(Point labeling examples)
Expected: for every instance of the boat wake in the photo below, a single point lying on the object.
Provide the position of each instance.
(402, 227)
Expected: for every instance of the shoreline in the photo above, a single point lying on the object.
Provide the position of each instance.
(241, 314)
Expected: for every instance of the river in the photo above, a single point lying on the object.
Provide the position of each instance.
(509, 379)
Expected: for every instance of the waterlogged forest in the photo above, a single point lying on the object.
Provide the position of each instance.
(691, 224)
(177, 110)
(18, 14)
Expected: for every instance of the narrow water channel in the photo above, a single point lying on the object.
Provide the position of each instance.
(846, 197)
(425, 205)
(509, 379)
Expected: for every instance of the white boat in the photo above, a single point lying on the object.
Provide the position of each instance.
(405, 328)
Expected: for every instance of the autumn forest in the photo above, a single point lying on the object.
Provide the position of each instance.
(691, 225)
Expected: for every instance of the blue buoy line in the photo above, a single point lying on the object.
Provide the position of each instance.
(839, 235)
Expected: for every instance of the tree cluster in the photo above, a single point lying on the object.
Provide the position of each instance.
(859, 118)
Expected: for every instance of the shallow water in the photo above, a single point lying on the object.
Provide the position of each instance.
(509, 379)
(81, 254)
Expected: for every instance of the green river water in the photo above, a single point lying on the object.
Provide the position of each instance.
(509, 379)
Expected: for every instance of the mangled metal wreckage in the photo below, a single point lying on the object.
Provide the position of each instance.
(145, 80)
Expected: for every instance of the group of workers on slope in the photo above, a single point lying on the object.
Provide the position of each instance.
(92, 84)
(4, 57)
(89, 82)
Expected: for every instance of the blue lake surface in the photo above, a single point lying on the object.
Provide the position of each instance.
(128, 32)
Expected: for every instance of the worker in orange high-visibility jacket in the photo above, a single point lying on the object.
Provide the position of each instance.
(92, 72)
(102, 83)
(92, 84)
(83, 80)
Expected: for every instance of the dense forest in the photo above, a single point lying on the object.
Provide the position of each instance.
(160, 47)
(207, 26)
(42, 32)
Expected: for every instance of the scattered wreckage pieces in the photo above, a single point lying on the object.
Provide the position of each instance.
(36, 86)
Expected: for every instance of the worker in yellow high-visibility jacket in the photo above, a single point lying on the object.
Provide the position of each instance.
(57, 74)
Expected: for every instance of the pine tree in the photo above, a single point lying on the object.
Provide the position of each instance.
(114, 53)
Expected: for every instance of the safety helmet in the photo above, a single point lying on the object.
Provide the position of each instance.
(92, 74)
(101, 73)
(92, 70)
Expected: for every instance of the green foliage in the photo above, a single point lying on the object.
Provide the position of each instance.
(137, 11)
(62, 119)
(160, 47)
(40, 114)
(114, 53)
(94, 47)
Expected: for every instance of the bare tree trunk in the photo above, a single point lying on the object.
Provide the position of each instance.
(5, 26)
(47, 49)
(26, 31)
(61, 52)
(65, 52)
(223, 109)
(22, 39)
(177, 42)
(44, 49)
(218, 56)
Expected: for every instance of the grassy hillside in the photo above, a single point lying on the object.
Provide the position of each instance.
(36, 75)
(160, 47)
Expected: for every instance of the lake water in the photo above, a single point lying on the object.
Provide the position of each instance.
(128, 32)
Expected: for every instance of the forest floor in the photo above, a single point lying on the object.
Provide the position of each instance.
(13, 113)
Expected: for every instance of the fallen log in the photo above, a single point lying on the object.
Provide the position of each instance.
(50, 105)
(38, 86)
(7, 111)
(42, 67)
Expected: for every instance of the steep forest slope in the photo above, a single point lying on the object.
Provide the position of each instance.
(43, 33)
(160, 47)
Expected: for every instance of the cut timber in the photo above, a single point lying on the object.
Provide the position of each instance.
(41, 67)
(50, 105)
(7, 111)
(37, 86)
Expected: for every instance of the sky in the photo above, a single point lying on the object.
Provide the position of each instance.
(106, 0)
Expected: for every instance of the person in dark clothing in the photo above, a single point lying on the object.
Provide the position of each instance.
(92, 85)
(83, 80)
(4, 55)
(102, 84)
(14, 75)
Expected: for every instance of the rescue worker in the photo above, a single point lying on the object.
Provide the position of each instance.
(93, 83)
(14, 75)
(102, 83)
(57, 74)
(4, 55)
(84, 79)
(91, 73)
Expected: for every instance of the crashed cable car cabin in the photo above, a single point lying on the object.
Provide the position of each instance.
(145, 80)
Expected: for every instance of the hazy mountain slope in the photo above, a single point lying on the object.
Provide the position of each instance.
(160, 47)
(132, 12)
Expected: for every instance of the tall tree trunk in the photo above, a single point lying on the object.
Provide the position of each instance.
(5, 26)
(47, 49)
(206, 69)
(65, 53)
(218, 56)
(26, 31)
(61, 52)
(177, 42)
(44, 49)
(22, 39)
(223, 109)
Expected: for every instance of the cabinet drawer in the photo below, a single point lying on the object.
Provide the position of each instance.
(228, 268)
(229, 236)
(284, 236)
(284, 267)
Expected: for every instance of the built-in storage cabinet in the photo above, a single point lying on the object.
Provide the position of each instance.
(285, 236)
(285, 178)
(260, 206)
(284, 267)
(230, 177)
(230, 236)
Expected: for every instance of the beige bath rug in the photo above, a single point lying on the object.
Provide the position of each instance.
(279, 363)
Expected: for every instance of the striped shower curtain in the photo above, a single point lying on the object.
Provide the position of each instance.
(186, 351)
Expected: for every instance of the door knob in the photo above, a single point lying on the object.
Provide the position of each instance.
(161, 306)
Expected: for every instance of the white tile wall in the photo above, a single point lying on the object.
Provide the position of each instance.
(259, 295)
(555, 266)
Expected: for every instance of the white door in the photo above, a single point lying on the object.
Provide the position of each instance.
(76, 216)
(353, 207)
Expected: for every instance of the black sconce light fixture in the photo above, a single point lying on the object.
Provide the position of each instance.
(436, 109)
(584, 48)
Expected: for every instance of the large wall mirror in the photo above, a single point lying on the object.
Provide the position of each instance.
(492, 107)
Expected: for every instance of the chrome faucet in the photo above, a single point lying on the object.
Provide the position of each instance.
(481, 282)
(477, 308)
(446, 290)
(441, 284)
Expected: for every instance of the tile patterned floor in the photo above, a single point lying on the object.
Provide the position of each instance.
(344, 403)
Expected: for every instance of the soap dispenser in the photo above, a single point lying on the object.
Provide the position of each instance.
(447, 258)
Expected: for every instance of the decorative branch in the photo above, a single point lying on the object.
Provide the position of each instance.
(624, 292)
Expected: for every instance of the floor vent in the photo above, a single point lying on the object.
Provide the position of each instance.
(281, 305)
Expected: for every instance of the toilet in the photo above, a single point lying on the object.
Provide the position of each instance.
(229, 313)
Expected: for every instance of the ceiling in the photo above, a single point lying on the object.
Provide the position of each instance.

Required task: Extract the lines above from the one containing "Expected: for every instance of the decorative" to the last line, both included, exactly as written.

Solution to this problem:
Expected: for every instance of the decorative branch in the photo above, a single point lying on the object.
Provide the position of each instance.
(624, 292)
Expected: for every instance of the floor vent in the photo above, a single point lying on the object.
Provide the position of each instance.
(281, 305)
Expected: for every instance of the toilet in the photo above, a single point lying on the object.
Provide the position of each instance.
(229, 313)
Expected: for every instance of the ceiling in the photo above, a single point lying on the object.
Provide the position of each instance.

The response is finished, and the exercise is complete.